**TASKS TO PERFORM**
A - Reproduce the part of the passage on hexcrawl play between "I think we might" and "at this point.", inclusive.
B - Answer these questions from the passage on hexcrawl play:
(i) At least what share of the writer's GMing hours has gone to Pawn Stance Dungeon/Hexcrawls?
(ii) What two examples are given of play where prep and play center on protagonist-interests?
(iii) Per whose points was most of the creative agenda/design discussion about rules and system innovation?
C - In two or three sentences, explain why the writer of the passage on hexcrawl play thinks the thread might be mixing discussion of system and play.

**READING PASSAGE**
>>

3) Interestingly, this cognitive orientation and ordering of play looks somewhat similar when running the type of Pawn Stance Dungeon/Hexcrawls that I've spent at least half of my GMing hours on (probably more). Make a map, key/stock/theme it, run the procedures and do my part providing vigorous opposition with respect to what has come before. Does it count as creative vision as North Star when you prep the dungeon/hex? There is certainly a level of focus on outputs/progression there. However, if you generate a good dungeon/hex, with compelling and dynamic branches (including multiple ingress/egress to various rooms), with compelling and dynamic encounter tables when Wandering Monsters hit, relentlessly follow NPC Reactions to the interesting and varied places they can lead (particularly when they turn up a WTF reaction)...well, you've got something compelling and dynamic that can generate a rather different blow-by-blow play experience (GM-side and player-side) upon different playthroughs.

I mean, don't get me wrong. Its not going to be something like an Agon Island or a Dogs in the Vineyard Town where the prep and the play is centered around protagonist-interests. But I don't think we need to reference "does this game center its play around protagonism upon moral/ethos-motivated lines" in order to examine whether prep and play (either discretely or both in concert) to scrutinize it for its level of (or absence of) creative vision as North Star, right?


I'm finding myself wondering how this tracks with the conversation?

I think we might be mixing discussion of system & play in this thread, as often happens here. I think most of the creative agenda/design discussion was wrt rules and system innovation per @kenada 's points, and less "at the table/prep" within a system?

Although I think it's worth emphasizing again that Edwards seem to be focused much more on outcomes and play vs system at this point.

<<

**DATA EXTRACTS**

>>

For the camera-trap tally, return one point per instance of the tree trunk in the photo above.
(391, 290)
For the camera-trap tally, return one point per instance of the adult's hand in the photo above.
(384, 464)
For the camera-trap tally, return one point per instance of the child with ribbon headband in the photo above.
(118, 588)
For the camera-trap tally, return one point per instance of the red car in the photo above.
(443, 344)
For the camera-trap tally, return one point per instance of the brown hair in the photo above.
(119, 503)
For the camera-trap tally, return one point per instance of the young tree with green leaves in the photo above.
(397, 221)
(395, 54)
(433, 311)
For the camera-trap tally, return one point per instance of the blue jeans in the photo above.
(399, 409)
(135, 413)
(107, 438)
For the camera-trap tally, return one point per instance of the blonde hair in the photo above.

<<
>>

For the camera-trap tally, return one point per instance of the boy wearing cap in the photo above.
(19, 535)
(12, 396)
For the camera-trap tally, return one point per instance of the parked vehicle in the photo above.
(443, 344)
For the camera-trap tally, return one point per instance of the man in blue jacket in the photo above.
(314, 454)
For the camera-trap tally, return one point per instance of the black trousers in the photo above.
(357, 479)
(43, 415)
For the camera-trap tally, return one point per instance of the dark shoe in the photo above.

<<
>>

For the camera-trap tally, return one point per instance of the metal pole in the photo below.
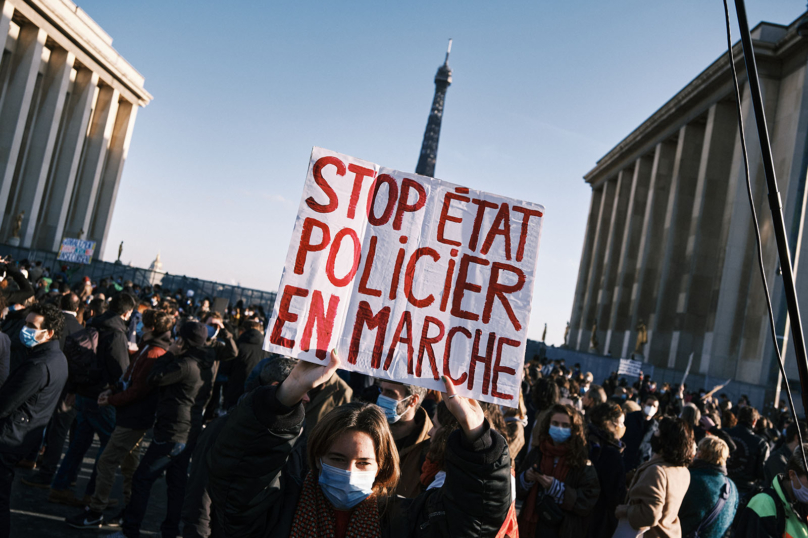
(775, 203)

<<

**OUTPUTS BY TASK**
A -
I think we might be mixing discussion of system & play in this thread, as often happens here. I think most of the creative agenda/design discussion was wrt rules and system innovation per @kenada 's points, and less "at the table/prep" within a system?

Although I think it's worth emphasizing again that Edwards seem to be focused much more on outcomes and play vs system at this point.

B -
(i) At least half (probably more).
(ii) An Agon Island and a Dogs in the Vineyard Town.
(iii) @kenada's.

C - The writer thinks most of the creative agenda/design discussion concerned rules and system innovation, following @kenada's points. It concerned less what happens "at the table/prep" within a system.